### Task details
Write out, word for word, the stretch of the forum thread on separating communities from "Use separate schema" through "(me) do not)".

### Source excerpt
How do we separate distinct communities?

ArtOfCode · 17 November 2019 22:55

It’s been mentioned several times across threads on here that an instance of Codidact should support multiple communities. Technically, how do we do this? Our options as I see them are as follows:

Don’t. One instance of Codidact is one community. Each new community needs a new instance.
Have a community field in every table in the database. Scope all database queries to the appropriate community (i.e. SELECT users.* FROM codidact.users WHERE users.community = 'Programmers';).
Use separate schema for each community. Database queries need not be scoped, but database context must be set to the correct schema on each request.
?

bertieb · 17 November 2019 23:17

Related but different: Decentralized website

manassehkatz · 17 November 2019 23:17

Actually, not exactly this, but close. My initial thoughts are:

Primary User information (username, hashed password, security stuff) - per instance
User Profile - per instance and per community (I originally thought just “per instance” but have been informed quite clearly that many people have different profile “per community” while others (me) do not)
Question - marked for a specific community
Answer - linked to a Question, which determines the community
Comment - linked to a Q which determines the community, or to an A which links to a Q, which determines the community
Voting History, Flags, Moderator Actions, etc. - all linked to a Q to a community or to an A to a Q to a community

This makes certain things really simple:

Any search of Q&A in a community (which is the only way most people would be able to search, and includes home page of a community, searching for text, searching for questions matching a tag, etc. and also searching for all of a User’s community activity to show in their profile) is a fairly simple join.
Any migration of a question is literally just a single field in a single record - as atomic as you can get in a complex system (plus some history logging, etc., of course)

### Supplied data
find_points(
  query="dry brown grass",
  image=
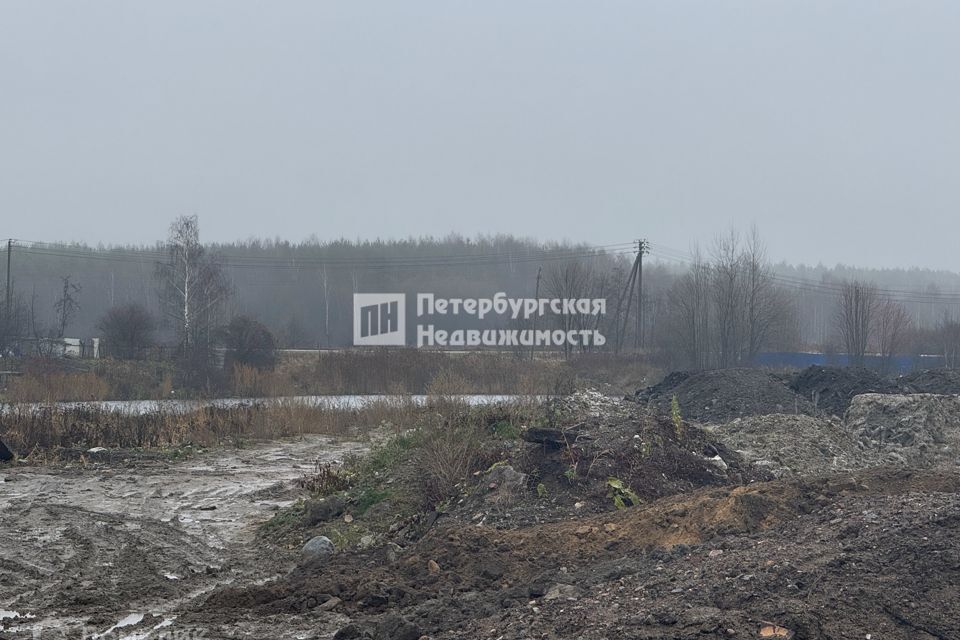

### Right answer
Use separate schema for each community. Database queries need not be scoped, but database context must be set to the correct schema on each request.
?

bertieb · 17 November 2019 23:17

Related but different: Decentralized website

manassehkatz · 17 November 2019 23:17

Actually, not exactly this, but close. My initial thoughts are:

Primary User information (username, hashed password, security stuff) - per instance
User Profile - per instance and per community (I originally thought just “per instance” but have been informed quite clearly that many people have different profile “per community” while others (me) do not)